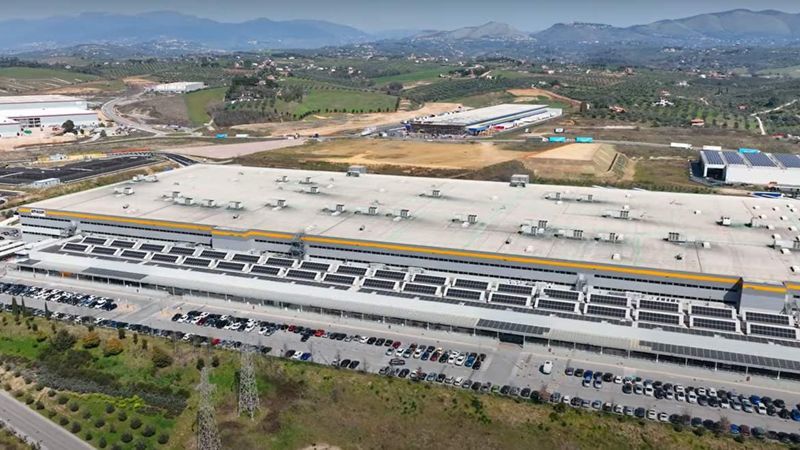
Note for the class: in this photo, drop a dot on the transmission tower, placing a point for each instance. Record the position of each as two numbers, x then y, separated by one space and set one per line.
207 434
248 390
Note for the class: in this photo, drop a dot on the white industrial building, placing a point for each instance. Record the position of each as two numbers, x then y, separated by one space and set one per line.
751 167
34 111
181 87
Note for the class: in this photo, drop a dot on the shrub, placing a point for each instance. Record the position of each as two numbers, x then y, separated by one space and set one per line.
136 423
160 358
148 431
112 347
91 340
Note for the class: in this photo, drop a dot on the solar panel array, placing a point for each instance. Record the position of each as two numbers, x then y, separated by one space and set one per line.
265 270
555 305
311 265
133 254
606 311
654 305
775 319
420 288
733 158
649 316
464 293
508 299
612 300
380 284
788 160
511 327
152 247
472 284
213 254
181 251
390 274
562 294
164 258
252 259
713 157
728 357
227 265
75 247
724 313
283 262
122 244
514 289
759 160
339 279
429 279
199 262
728 326
778 332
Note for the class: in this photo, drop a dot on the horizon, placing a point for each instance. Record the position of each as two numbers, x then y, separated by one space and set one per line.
615 13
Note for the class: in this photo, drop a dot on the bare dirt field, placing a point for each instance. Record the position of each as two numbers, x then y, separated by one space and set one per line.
346 122
227 151
531 94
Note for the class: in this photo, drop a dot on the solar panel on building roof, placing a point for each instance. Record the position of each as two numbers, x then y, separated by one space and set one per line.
245 258
508 299
775 319
713 157
420 289
514 289
759 160
787 160
606 311
733 158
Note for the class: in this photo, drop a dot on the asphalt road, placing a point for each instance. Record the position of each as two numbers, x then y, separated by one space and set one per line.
37 428
505 363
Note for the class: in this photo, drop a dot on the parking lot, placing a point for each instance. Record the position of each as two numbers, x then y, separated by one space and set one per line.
659 392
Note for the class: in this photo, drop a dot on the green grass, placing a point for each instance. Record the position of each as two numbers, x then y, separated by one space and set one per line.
33 73
197 103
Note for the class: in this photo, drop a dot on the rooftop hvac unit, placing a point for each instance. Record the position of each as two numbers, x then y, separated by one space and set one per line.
520 180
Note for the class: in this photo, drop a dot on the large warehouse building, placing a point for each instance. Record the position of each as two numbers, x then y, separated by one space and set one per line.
695 279
481 120
751 167
34 111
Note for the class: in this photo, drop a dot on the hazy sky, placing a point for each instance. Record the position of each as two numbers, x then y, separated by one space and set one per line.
372 15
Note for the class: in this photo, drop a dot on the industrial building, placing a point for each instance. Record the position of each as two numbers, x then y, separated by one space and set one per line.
748 166
180 87
33 111
481 120
696 279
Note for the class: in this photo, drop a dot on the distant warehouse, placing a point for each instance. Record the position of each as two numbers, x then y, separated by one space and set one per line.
750 166
180 87
482 120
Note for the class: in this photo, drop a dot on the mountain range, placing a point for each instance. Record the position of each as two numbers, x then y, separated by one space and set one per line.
195 33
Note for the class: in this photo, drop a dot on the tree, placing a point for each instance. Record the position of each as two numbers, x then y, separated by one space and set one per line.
112 347
160 358
68 126
91 340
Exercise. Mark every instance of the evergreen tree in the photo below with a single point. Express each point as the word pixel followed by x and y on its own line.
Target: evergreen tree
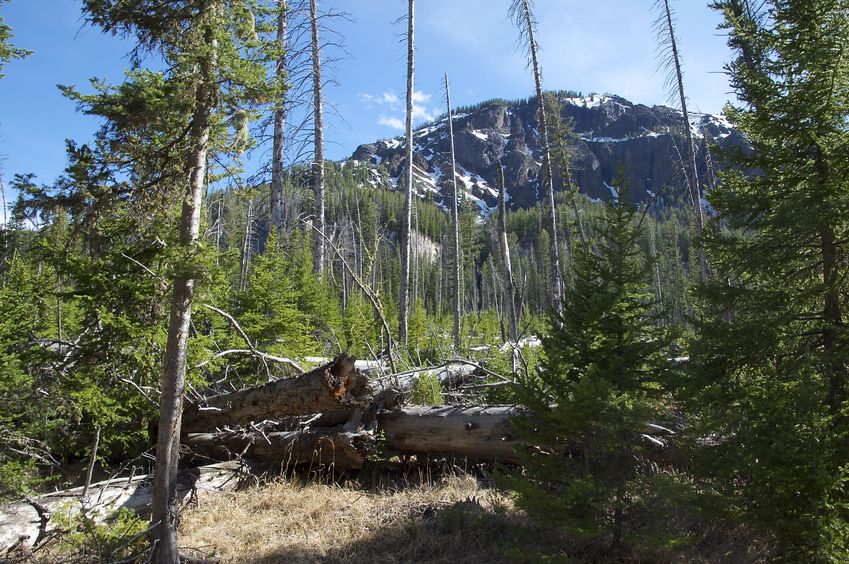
********
Show every line in the entries where the string "evergreen" occurs.

• **Answer below**:
Exercise. Mark every instance of the evergreen tree in the photo below with a single point. Express each point as the word pixel followed by x and y on its own line.
Target: evergreen tree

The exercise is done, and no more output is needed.